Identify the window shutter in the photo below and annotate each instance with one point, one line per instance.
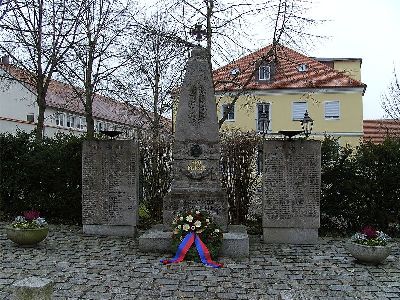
(299, 108)
(332, 110)
(231, 111)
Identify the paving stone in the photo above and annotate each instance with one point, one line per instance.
(92, 267)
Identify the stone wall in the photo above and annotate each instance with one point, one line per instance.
(291, 187)
(110, 176)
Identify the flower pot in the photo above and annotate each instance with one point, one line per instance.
(368, 254)
(27, 237)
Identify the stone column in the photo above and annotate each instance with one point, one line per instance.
(196, 150)
(291, 191)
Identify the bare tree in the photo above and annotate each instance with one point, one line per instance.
(156, 59)
(390, 99)
(227, 26)
(97, 54)
(36, 35)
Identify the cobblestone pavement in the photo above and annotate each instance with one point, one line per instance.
(89, 267)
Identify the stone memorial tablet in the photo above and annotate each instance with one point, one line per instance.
(291, 185)
(110, 187)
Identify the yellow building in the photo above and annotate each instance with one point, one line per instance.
(282, 85)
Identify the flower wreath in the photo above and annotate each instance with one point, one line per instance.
(195, 227)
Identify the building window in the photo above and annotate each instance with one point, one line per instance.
(332, 110)
(228, 109)
(70, 121)
(299, 108)
(263, 111)
(264, 72)
(30, 117)
(82, 123)
(60, 119)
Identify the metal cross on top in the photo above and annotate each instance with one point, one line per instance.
(198, 33)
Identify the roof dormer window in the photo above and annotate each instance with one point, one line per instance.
(264, 73)
(302, 68)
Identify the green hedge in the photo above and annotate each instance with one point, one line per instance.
(41, 175)
(360, 186)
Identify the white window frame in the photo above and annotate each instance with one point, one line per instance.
(269, 114)
(60, 119)
(331, 116)
(70, 121)
(30, 117)
(264, 72)
(228, 118)
(298, 116)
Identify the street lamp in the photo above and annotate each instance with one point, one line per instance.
(263, 123)
(307, 124)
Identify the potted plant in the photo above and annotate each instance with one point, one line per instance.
(28, 230)
(369, 245)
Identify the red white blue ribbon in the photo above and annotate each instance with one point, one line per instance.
(184, 247)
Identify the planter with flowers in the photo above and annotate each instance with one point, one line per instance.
(195, 237)
(28, 230)
(369, 246)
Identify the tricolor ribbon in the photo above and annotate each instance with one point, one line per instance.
(184, 247)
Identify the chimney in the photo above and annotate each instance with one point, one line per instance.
(5, 59)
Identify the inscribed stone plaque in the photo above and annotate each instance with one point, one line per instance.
(291, 184)
(110, 184)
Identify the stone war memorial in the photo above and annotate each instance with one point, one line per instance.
(291, 191)
(110, 186)
(196, 157)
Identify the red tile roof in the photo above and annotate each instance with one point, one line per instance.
(377, 130)
(287, 75)
(61, 96)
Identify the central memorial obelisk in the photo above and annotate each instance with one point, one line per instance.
(196, 163)
(196, 150)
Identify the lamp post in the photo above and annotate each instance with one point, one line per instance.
(307, 124)
(263, 125)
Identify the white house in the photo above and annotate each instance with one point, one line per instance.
(64, 113)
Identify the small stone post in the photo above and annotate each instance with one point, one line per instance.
(33, 288)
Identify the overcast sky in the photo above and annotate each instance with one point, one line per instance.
(367, 29)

------------------------------------------------------------

• **Your objective**
Quote exactly what appears from the line containing "Identify the lamp" through the final line of the listing above, including both of those lines.

• **Complete output**
Identify the lamp post in the photo above and annotate each instance with one point, one line per instance.
(307, 124)
(263, 125)
Identify the white house in the photo above and annotate each instance with one point, one line per instance.
(64, 113)
Identify the small stone post in the photo above and annotate each instance with one point, one line per instance.
(33, 288)
Identify the overcast sky in the photo above and annotate each instance with one point, one line per instance.
(367, 29)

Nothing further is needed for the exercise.